■ **Travaux demandés**
1. Dans le texte sur les CDC et la COVID-19, relevez chacune des orientations que, selon Walensky, les CDC doivent adopter à l'avenir.
2. Poursuivez le texte sur les CDC et la COVID-19 à partir de sa dernière phrase.

■ **Texte fourni**
========================================

Le 17 août 2022, la directrice des Centers for Disease Control and Prevention (CDC) américains, Rochelle Walensky, livrait un discours où elle reconnaissait que l’agence avait manqué à ses obligations face à la crise de la COVID-19.

Pour Walensky, les CDC doivent à l’avenir répondre plus rapidement aux éclosions, rediriger leurs efforts sur les besoins en santé publique et offrir une information de qualité pour que les citoyens et les autorités sanitaires puissent mieux comprendre les directives et s’en servir.

Aux États-Unis, la vague de désinformation a pris une ampleur démesurée. Il y a eu le manque de collaboration du gouvernement chinois dans les premiers mois de la pandémie. Mais ce sont plutôt les frasques du président américain Donald Trump, qui minimisait les impacts de la COVID-19 et proposait des traitements hasardeux, qui ont fait les manchettes.

========================================

■ **Données sources**
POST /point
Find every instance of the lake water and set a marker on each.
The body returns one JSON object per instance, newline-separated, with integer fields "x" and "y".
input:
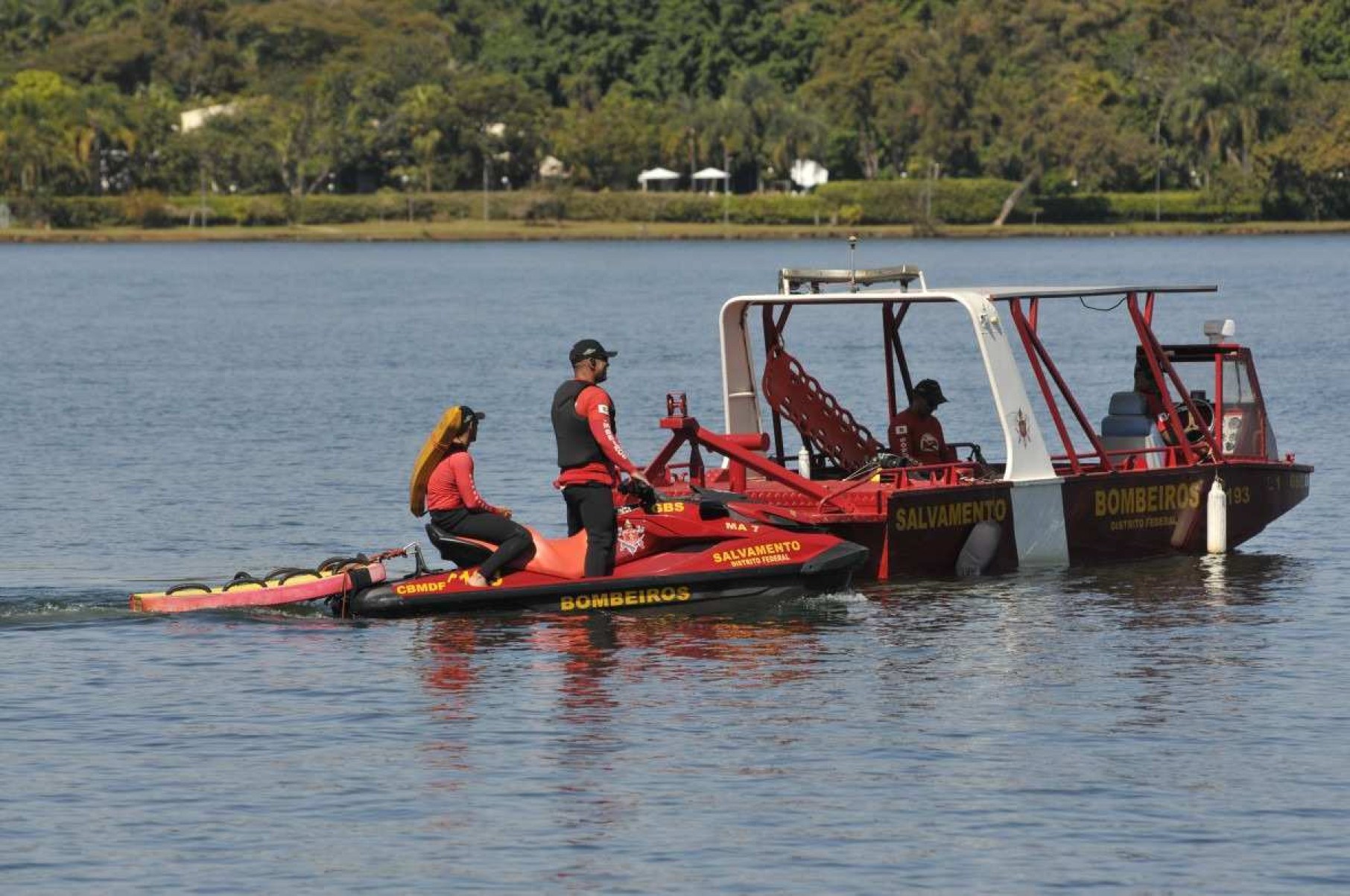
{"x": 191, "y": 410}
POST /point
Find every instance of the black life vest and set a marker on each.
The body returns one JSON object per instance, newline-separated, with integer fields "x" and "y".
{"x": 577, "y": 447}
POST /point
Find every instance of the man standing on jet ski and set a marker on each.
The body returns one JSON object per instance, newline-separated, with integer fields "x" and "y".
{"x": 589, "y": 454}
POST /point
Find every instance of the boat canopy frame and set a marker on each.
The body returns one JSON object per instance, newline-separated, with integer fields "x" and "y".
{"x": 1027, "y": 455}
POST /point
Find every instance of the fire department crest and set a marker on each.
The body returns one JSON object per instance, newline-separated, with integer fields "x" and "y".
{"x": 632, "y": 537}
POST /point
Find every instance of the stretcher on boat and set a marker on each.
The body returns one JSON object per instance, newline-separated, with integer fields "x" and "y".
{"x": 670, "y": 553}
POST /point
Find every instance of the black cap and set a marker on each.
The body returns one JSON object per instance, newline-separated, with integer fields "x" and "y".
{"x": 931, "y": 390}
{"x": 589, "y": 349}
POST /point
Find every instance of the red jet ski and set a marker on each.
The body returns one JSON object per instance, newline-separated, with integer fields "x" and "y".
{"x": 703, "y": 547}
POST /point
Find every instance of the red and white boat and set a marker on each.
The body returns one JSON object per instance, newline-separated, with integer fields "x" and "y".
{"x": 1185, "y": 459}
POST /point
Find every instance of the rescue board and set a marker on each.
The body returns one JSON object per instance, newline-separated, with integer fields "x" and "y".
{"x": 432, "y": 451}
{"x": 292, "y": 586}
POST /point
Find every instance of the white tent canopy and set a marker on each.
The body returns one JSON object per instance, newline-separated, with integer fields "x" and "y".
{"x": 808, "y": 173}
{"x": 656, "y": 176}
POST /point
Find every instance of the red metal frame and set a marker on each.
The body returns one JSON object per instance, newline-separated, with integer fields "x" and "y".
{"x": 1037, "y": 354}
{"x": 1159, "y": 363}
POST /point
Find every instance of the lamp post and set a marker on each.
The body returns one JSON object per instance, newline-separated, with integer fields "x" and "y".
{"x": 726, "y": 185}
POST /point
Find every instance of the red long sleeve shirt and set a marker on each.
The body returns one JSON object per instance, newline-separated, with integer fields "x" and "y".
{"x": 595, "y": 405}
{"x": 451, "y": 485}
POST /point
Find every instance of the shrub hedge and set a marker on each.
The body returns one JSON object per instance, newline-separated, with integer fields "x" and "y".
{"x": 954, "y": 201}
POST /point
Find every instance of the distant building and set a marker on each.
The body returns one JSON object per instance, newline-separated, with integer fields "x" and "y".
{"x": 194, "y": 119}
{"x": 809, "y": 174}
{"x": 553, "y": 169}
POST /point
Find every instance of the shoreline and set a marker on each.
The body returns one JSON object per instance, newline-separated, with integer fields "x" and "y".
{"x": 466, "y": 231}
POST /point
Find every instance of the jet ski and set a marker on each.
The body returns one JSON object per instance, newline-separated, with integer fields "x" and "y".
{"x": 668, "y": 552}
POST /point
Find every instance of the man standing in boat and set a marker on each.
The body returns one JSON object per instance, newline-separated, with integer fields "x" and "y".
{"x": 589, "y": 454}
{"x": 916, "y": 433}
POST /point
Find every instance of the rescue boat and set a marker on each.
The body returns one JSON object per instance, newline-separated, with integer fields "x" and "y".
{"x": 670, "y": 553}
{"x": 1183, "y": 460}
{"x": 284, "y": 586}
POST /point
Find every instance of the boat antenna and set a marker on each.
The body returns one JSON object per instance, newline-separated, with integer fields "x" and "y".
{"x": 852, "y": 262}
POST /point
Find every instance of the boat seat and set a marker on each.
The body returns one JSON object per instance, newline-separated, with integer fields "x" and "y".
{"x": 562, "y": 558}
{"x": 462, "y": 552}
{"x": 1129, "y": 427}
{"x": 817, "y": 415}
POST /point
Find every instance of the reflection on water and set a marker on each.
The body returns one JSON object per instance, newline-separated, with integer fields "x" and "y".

========================================

■ **Corrigé par numéro**
1.
- répondre plus rapidement aux éclosions
- rediriger leurs efforts sur les besoins en santé publique
- offrir une information de qualité pour que les citoyens et les autorités sanitaires puissent mieux comprendre les directives et s'en servir

2.
Près d’un mois plus tard, un groupe de travail sur la COVID-19 de la revue Lancet rendait public à son tour un rapport sur les leçons à tirer de la pandémie⁠1. Le rapport fait allusion à l’échec monumental de la réponse mondiale à la COVID-19.

Pour le groupe de travail, les gouvernements de nombreux pays étaient mal préparés, trop lents à réagir et ils ont porté trop peu d’attention aux plus vulnérables de la société.

L’Institute of Health Metrics and Evaluation (IHME) estime que 17,2 millions de personnes sont mortes de la COVID-19 à travers le monde.

La prévention au Québec

Plus près de nous, Joanne Castonguay, du Commissaire à la santé et au bien-être du Québec (CSBE), écrivait que le gouvernement du Québec était entré dans la pandémie mal préparé. Les plans d’intervention et de simulations n’étaient pas adaptés et mis à jour face à la gestion d’une pandémie.

Le CSBE souligne que le pouvoir des acteurs de la Santé publique avait été dilué avec la réforme de 2015 et que les coupes de 33 % du budget de la Santé publique ont forcé les directions régionales de santé publique à se redéfinir. La réduction de personnel et la perte d’influence au sein des CISSS et CIUSSS ont contribué à une méconnaissance des actions à prendre en contexte d’urgence.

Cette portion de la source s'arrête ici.